Consigne écrite 1 - D'après le texte sur le football corse, quel club retournera en National ?

Texte à lire -
※ ※ ※
Sur son compte Twitter, l’ACA n’a pas caché son soulagement, avec un brin de fierté insulaire, le tout ponctué d’un vibrant hashtag « #OrsuEternu » . Pour le coup, c’est l’autre représentant corse en Ligue 2, le Gazélec, rétrogradé sportivement, qui fait les frais de cette victoire, et qui retournera donc en National (un casse-tête, imagine-t-on, pour les frais de déplacement de ses futurs adversaires). La décision en appel de la DNCG évite certes au foot corse, durement éprouvé ces dernières années, surtout au chapitre de la solidité financière de ses plus belles institutions, de devoir encore perdre un représentant parmi l’élite.
※ ※ ※
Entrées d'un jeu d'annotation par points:
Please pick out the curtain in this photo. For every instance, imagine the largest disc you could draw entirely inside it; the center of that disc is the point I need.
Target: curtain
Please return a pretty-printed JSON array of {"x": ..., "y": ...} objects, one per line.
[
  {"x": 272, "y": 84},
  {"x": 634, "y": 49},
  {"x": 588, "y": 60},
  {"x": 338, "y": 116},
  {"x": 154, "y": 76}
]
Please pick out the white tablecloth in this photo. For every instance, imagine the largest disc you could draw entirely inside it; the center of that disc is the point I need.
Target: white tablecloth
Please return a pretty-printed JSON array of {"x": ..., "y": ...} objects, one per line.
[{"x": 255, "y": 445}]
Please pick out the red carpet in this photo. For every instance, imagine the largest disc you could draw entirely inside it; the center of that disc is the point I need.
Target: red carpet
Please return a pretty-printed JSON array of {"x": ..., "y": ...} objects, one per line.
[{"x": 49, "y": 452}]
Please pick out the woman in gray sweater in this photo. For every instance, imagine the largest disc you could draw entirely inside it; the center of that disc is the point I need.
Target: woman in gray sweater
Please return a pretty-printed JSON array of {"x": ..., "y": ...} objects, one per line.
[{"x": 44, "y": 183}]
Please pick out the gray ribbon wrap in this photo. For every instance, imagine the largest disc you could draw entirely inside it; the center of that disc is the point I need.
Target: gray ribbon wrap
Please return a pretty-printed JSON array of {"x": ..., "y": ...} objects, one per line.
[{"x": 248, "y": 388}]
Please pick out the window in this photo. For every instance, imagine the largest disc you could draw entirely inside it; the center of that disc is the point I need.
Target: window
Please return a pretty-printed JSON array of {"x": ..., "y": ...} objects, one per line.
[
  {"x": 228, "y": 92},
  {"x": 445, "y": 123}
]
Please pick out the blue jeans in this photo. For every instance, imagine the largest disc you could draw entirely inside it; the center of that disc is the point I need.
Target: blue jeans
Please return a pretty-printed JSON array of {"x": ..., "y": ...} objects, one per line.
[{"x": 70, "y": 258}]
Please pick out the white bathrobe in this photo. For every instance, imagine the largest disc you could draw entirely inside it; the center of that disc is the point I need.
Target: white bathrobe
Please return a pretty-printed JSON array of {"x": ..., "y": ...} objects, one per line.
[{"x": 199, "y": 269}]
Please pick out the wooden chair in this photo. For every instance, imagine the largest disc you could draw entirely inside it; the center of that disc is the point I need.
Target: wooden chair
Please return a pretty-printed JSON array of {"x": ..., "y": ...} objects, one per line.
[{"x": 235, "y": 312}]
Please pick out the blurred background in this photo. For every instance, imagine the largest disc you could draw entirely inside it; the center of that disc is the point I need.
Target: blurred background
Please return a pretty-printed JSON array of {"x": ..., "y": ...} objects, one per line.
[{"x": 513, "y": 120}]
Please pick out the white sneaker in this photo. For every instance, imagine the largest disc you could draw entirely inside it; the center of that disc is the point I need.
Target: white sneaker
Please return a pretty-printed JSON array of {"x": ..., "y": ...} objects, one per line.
※ ※ ※
Consigne écrite 2 - Relevez chaque ligne des entrées qui contient le mot « ribbon ». Tenez compte des majuscules et des minuscules.

Résultat attendu 1 - Le Gazélec.

Résultat attendu 2 -
Please pick out the gray ribbon wrap in this photo. For every instance, imagine the largest disc you could draw entirely inside it; the center of that disc is the point I need.
Target: gray ribbon wrap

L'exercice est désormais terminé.